* [Stated exercise]: Please list everything Pavlin's reply in the mailing-list message below about interface removal and multicast says to put, or allows putting, in the bug report.

[Xorp-hackers] Patch to fix issue with interface removal and multicast.

Pavlin Radoslavov pavlin at ICSI.Berkeley.EDU
Tue Sep 2 15:25:12 PDT 2008


Ben,

XORP has to be able to handle interfaces that disappear, including
pure software-created interfaces like tunnels and VPNs.
Hence, please submit a bug about the issue including a little bit
more detailed instructions how to reproduce it. E.g., please include
the starting configuration, and your monitoring script.

I am afraid that the patch itself cannot be accepted for
the following two reasons:
* It hides the real problem instead of fixing it.
* Performing error checking by testing the content of the error
  message itself is not acceptable: it is error prone and is not
  efficient.
However, the patch could be useful to point toward the problem,
hence feel free to include it in the Bugzilla entry.

Thanks,
Pavlin

Ben Greear <greearb at candelatech.com> wrote:

> The attached patch fixes (or hacks around) some problems I see with
> certain scenarios related to removing interfaces dynamically when
> multicast is enabled.  It's possible this problem is because of my other
> fea changes, but I think it's a problem with the base logic.
> 
> There is likely more that one issue here, but I think this use case described
> below would probably reproduce this on un-patched xorp configured with
> multicast.
> 
> My case is with my patched xorp, and the patch is on top of my other patches.

* [Records shown]:
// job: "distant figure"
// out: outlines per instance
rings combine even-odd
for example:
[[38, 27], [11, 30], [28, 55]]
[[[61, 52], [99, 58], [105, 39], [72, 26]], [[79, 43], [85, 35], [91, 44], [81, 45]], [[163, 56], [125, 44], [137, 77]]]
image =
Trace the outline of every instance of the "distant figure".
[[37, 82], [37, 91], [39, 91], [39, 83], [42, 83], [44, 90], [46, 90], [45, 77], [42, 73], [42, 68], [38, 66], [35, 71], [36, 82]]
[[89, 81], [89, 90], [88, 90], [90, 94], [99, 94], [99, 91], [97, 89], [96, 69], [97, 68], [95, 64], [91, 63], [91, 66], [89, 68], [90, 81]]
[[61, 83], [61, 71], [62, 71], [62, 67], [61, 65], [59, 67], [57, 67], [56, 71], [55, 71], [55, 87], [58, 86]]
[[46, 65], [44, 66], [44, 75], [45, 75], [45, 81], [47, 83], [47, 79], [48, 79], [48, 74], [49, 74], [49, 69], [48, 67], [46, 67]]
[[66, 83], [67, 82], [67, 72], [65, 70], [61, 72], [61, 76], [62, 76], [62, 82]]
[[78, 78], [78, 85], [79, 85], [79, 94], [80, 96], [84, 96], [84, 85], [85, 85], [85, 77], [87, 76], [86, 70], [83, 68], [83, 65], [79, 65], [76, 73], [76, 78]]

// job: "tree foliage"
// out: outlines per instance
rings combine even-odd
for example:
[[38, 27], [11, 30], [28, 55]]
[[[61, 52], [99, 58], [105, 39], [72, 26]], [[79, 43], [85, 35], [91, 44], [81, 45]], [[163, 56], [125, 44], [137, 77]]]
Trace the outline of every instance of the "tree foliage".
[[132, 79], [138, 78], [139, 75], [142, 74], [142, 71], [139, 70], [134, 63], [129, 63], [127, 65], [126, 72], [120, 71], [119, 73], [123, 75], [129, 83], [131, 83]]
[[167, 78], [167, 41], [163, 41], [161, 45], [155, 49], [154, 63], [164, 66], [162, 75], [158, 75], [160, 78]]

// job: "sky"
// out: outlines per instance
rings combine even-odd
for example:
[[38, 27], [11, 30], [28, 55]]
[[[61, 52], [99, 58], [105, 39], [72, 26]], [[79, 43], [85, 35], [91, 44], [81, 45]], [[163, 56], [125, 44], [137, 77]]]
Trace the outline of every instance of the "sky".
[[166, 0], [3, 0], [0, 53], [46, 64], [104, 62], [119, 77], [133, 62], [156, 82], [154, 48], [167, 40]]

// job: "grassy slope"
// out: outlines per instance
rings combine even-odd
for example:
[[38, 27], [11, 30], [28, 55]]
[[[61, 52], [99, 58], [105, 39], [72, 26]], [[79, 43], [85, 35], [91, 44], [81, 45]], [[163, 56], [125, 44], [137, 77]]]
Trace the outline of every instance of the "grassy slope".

* [Task solution]:
- More detailed instructions on how to reproduce the issue
- The starting configuration
- The monitoring script
- The patch itself (optional, to help point toward the problem)